Critics deride this orientation as the priest turning his back to the people. Dare we suggest that some priests and bishops have already done this by abusing the trust of the faithful? With every sin we turn our backs on God and turn in on ourselves. The episcopal cover up of abuse has provided the world a nefarious example of the insularity of sin. At least in terms of orientation, when the priest offers Mass facing the people, a self-enclosed circle—to use Cardinal Joseph Ratzinger’s description—is created, giving the impression of an insular congregation content with its own self rather than being open to the coming of the transcendent Lord.

Mass offered with the priest facing the people, versus populum, contributes to another problem, one that Francis has spent his entire pontificate denouncing—clericalism. In the words of Cardinal Ratzinger, by turning the priest toward the people, “an unprecedented clericalization came on the scene. Now the priest—the ‘presider,’ as they now prefer to call him—becomes the real point of reference for the whole liturgy. Everything depends on him… Less and less is God in the picture.”
★ ★ ★ ★ ★
▶ PROMPT 1: Decide whether each statement agrees with the passage on Mass orientation. Answer yes or no for each and quote the deciding words. (a) The passage credits the phrase "self-enclosed circle" to Cardinal Joseph Ratzinger. (b) The passage claims that Mass offered with the priest facing the people reduces clericalism. (c) In the words quoted from Ratzinger, the priest becomes the real point of reference for the whole liturgy.
▶ PROMPT 2: What Latin term does the passage on Mass orientation use for Mass offered with the priest facing the people?

▶ GIVEN DATA:
★ ★ ★ ★ ★
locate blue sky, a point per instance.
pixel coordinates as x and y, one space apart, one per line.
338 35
★ ★ ★ ★ ★
▶ RESULT 1:
(a) Yes: "a self-enclosed circle—to use Cardinal Joseph Ratzinger’s description—is created"
(b) No: "contributes to another problem, one that Francis has spent his entire pontificate denouncing—clericalism"
(c) Yes: "Now the priest—the ‘presider,’ as they now prefer to call him—becomes the real point of reference for the whole liturgy."

▶ RESULT 2: Versus populum.